2) Lectionary and Feast Days

The relocation of the PA is due to lectionary-related issues, primarily so that the PA would not be the reading for Pentecost, but also because it is more appropriate for another Greek Orthodox feast day. “The location of the PA in Family 13

[none earlier than the 11th century] is a blatant example of the influence of the Byzantine lectionary system on the text of the New Testament. Luke 21:12-19 is to be read on 7 October, the feast of Saints Sergios and Bakchos; the day after, on 8 October, the PA is to be read on the feast of Saint Pelagia” (Keith, pg. 21). Saint Pelagia the Harlot was a notorious prostitute in the 4th or 5th century who repented and became a Christian at the preaching of Saint Nonnus. Thus it is apparent how her hagiography came to be associated with the woman caught in adultery and why that passage would be read on such a holiday. The “PA’s presence in these locations was therefore not due to confusion but to a deliberate scribal choice” (Keith, pg. 22).

3) “From out of John”

Given entries -
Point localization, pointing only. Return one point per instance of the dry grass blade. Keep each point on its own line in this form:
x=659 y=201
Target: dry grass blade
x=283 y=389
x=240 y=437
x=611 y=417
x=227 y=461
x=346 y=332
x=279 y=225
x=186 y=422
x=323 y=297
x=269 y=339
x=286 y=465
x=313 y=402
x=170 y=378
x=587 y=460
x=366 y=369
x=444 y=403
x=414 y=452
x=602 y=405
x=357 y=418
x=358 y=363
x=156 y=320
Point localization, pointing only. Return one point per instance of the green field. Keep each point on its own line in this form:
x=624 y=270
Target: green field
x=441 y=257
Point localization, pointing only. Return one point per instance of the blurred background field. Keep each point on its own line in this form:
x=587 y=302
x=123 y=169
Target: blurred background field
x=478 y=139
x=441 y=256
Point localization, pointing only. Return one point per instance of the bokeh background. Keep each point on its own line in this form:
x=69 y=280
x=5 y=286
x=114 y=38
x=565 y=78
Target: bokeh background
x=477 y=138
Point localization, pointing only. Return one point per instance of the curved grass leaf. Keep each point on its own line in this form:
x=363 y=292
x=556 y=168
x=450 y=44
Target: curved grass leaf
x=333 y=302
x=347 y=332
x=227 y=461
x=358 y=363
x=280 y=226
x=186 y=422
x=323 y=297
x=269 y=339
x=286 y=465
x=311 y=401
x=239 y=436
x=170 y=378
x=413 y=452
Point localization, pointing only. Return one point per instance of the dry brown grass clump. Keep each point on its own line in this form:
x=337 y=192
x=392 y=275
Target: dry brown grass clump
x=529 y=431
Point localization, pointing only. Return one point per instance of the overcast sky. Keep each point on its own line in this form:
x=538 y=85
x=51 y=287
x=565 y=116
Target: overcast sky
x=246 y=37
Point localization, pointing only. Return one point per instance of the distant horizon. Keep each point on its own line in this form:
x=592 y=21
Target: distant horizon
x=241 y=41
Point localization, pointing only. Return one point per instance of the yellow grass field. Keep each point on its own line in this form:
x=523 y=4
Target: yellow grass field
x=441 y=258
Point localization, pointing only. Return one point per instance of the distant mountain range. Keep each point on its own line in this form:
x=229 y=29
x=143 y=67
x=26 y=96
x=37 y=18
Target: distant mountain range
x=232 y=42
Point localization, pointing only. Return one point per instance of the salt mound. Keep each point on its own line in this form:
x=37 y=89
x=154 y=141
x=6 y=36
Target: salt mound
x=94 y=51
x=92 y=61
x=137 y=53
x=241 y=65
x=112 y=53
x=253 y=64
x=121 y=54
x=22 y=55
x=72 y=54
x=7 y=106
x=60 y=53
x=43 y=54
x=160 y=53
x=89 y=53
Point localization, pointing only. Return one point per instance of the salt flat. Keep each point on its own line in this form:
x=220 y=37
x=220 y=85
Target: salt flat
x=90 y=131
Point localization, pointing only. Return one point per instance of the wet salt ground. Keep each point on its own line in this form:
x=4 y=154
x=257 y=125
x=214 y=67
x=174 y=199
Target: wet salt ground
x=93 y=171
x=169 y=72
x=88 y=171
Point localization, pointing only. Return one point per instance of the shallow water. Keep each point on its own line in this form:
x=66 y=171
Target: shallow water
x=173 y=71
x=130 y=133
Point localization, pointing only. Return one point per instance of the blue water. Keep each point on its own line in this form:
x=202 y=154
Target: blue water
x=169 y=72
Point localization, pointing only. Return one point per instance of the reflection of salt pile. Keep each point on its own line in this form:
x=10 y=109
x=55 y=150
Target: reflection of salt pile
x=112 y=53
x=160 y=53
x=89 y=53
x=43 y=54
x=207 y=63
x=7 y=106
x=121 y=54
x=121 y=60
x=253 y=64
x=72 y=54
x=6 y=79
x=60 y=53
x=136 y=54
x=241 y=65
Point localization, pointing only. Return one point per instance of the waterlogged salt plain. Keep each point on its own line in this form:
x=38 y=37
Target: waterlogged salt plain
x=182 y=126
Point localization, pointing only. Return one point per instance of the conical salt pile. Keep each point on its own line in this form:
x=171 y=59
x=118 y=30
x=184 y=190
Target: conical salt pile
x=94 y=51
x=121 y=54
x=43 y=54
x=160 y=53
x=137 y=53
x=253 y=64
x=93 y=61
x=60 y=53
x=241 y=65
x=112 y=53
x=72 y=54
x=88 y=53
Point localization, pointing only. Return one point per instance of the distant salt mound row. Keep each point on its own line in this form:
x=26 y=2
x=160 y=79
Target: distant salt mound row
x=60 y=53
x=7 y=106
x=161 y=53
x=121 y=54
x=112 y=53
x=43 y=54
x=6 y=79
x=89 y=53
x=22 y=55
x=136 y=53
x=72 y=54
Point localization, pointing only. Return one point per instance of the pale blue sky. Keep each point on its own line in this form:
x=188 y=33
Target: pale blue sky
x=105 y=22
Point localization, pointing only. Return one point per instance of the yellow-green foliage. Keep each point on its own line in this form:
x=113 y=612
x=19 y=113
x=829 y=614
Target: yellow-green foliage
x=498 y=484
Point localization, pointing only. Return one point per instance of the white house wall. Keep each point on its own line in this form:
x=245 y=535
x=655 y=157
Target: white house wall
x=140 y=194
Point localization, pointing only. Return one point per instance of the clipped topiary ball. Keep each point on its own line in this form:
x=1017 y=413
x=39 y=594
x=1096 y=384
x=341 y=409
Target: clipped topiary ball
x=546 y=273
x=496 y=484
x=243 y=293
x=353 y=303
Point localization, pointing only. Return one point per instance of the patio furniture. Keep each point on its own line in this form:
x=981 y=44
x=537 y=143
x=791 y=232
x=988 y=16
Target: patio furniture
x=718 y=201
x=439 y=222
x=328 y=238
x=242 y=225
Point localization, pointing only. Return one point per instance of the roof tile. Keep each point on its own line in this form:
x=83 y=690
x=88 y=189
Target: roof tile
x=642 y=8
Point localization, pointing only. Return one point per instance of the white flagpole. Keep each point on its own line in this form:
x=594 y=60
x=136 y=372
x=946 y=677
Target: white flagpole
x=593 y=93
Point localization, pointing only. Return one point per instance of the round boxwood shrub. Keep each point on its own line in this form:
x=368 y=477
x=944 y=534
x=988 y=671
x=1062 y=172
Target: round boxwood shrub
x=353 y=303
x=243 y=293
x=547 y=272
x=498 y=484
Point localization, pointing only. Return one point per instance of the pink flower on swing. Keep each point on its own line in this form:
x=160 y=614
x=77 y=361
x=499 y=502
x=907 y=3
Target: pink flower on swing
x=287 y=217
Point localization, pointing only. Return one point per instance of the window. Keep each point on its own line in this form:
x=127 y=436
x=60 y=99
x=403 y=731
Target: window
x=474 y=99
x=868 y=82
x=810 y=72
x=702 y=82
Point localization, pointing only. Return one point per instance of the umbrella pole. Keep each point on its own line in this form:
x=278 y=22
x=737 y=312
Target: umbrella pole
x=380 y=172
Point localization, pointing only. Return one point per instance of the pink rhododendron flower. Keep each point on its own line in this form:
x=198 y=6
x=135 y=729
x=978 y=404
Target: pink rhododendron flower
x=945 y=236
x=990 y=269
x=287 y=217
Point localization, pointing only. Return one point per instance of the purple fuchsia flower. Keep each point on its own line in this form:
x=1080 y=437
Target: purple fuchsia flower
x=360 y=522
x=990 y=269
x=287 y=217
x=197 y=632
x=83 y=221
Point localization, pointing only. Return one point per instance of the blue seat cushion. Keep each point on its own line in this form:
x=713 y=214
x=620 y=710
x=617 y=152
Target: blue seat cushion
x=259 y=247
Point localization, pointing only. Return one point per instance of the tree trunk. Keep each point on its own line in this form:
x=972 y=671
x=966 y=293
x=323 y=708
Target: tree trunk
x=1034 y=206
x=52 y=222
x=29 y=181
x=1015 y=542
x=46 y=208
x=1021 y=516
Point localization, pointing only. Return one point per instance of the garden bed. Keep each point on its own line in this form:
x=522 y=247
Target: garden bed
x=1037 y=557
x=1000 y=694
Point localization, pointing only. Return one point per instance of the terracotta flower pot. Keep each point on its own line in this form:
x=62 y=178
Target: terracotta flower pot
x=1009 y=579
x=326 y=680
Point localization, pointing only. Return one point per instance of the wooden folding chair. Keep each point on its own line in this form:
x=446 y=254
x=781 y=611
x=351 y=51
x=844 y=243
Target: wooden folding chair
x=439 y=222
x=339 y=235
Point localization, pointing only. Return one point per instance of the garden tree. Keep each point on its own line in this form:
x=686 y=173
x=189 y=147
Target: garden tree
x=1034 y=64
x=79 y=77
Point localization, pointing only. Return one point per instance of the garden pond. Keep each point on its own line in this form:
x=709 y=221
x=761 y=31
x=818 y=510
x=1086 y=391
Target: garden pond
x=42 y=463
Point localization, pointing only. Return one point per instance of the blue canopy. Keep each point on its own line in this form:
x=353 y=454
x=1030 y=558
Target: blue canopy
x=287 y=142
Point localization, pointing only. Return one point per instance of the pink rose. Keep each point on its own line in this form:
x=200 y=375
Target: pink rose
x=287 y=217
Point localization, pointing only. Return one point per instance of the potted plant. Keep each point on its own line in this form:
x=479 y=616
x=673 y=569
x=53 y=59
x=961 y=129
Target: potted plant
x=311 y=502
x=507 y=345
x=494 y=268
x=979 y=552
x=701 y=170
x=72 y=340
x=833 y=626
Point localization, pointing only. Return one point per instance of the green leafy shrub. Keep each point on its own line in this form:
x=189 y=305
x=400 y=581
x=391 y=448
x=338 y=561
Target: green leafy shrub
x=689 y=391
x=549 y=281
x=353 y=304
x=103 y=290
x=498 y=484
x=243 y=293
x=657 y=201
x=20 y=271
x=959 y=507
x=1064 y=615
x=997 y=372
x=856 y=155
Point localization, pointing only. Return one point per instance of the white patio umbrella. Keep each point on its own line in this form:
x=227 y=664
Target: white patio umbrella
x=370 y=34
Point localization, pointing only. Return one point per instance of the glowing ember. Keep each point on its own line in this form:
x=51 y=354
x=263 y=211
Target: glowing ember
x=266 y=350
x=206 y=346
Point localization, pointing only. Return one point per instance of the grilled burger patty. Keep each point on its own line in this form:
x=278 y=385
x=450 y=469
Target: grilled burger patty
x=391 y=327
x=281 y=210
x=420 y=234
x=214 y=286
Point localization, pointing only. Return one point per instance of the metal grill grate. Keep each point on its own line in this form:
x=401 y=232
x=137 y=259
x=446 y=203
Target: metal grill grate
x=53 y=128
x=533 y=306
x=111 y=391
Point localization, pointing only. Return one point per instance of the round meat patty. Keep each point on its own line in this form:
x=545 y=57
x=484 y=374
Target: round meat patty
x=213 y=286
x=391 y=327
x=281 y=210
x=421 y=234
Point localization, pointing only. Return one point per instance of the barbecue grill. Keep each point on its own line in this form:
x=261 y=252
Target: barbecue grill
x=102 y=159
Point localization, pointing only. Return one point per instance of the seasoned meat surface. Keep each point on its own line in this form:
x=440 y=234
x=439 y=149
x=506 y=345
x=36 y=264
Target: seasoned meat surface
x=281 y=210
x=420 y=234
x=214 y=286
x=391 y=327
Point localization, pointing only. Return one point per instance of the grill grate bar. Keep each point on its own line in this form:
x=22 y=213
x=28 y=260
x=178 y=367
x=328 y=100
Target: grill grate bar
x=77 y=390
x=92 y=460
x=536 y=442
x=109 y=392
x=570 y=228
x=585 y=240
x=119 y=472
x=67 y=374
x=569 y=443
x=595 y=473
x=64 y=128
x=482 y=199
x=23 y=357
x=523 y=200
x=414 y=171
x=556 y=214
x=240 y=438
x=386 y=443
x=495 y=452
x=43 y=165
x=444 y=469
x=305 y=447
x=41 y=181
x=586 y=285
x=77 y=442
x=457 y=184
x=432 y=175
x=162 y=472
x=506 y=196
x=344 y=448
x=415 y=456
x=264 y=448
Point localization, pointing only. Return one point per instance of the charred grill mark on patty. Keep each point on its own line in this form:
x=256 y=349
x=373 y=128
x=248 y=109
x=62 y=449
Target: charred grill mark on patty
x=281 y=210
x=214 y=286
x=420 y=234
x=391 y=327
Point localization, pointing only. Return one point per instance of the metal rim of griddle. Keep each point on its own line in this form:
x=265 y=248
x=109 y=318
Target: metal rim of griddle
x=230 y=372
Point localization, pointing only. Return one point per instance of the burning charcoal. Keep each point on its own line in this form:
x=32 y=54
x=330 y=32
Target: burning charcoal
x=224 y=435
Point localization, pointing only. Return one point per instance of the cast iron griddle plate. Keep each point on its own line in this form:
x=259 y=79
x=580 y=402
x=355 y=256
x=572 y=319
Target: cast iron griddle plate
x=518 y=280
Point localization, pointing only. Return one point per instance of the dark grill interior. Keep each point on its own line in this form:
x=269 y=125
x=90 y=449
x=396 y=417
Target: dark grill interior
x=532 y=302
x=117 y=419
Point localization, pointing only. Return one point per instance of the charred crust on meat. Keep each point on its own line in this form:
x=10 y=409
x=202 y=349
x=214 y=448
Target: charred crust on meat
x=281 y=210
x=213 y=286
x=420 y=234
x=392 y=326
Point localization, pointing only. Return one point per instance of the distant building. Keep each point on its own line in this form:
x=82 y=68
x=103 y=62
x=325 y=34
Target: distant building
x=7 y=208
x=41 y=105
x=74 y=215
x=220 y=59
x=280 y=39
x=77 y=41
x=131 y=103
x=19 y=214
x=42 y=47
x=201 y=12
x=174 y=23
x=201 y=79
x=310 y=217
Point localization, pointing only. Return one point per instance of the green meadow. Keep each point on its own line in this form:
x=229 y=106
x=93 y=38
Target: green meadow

Task statement - Rewrite the part of the lectionary and feast days text that begins at the words "[none earlier than" and stops after "(Keith, pg. 22).", replacing "hagiography" with "life story".

Response below -
[none earlier than the 11th century] is a blatant example of the influence of the Byzantine lectionary system on the text of the New Testament. Luke 21:12-19 is to be read on 7 October, the feast of Saints Sergios and Bakchos; the day after, on 8 October, the PA is to be read on the feast of Saint Pelagia” (Keith, pg. 21). Saint Pelagia the Harlot was a notorious prostitute in the 4th or 5th century who repented and became a Christian at the preaching of Saint Nonnus. Thus it is apparent how her life story came to be associated with the woman caught in adultery and why that passage would be read on such a holiday. The “PA’s presence in these locations was therefore not due to confusion but to a deliberate scribal choice” (Keith, pg. 22).